◆ The request
In the passage on the deleted Joker scene from The Batman, write out the part that opens with the words "The Batman surprised" and closes with "the vilain's face.", swapping "Arkham Asylum" for "Blackgate Prison".

◆ Page text
-- START --

The Batman surprised fans with the recent release of a major deleted scene featuring Robert Pattinson's Batman meeting with The Joker, who was played by Marvel's Eternals star Barry Keoghan. The scene saw Batman visit Arkham Asylum for a Silence of the Lambs-style interview with Joker about the Riddler case. Keoghan's Joker takes on the Hannibal Lecter role, helping Batman form a profile on The Riddler's serial killings. Director Matt Reeves kept Joker's face slightly blurred behind the glass, or framed in exteme close-up, never fully revealing the vilain's face. 

However, it hasn't taken the Internet any time at all to come up with a clearer look at Barry Keoghan's Joker in The Batman: 

After one Batman fan did the digital work of cleaning up the Joker image, industry pundit Matt Ramos took it a step further and lightened the image even further: 

Reaction to Barry Keoghan's Joker has been mixed. Some viewers find Keoghan's Joker to simply be a chilling rendition of the villain, while DC fans how Matt Reeves seemed to draw inspiration from Batman comics like "Death of the Family". On the other hand, there are criticisms that Keoghan's Joker looks like something from a horror B-movie, and that the character was ultimately kept in an unseen role with good reason.

-- END --

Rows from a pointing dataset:
-- START --

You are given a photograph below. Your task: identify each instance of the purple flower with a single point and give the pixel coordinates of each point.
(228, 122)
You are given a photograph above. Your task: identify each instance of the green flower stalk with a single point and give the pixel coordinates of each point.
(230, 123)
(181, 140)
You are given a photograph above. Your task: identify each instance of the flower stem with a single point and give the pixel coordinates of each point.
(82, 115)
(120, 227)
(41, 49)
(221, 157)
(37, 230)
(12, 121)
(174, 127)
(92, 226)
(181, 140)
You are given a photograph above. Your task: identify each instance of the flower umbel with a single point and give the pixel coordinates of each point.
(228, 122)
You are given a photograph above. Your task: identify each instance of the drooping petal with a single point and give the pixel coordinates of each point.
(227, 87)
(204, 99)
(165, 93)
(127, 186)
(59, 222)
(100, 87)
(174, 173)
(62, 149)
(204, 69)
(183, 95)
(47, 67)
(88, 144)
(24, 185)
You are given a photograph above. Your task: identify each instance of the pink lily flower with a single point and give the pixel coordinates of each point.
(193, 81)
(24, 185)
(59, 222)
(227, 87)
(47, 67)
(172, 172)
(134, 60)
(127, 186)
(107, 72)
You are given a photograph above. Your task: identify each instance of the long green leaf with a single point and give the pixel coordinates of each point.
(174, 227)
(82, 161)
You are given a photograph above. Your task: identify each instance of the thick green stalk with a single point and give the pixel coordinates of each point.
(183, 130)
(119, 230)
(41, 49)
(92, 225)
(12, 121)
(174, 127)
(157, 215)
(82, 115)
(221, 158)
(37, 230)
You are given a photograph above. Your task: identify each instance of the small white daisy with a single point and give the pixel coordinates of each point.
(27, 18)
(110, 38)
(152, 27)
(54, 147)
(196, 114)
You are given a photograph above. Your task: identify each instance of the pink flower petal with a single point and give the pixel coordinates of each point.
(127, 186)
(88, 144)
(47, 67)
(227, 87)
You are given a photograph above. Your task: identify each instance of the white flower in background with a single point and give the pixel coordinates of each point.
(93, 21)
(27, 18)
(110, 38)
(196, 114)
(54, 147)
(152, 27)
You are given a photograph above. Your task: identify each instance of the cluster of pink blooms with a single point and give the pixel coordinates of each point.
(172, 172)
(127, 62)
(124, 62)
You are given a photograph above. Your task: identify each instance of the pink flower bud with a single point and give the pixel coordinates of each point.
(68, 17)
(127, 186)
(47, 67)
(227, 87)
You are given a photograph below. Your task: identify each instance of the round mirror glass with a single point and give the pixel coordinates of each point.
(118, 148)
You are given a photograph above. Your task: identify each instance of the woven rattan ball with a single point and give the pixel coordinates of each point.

-- END --

◆ In response
The Batman surprised fans with the recent release of a major deleted scene featuring Robert Pattinson's Batman meeting with The Joker, who was played by Marvel's Eternals star Barry Keoghan. The scene saw Batman visit Blackgate Prison for a Silence of the Lambs-style interview with Joker about the Riddler case. Keoghan's Joker takes on the Hannibal Lecter role, helping Batman form a profile on The Riddler's serial killings. Director Matt Reeves kept Joker's face slightly blurred behind the glass, or framed in exteme close-up, never fully revealing the vilain's face.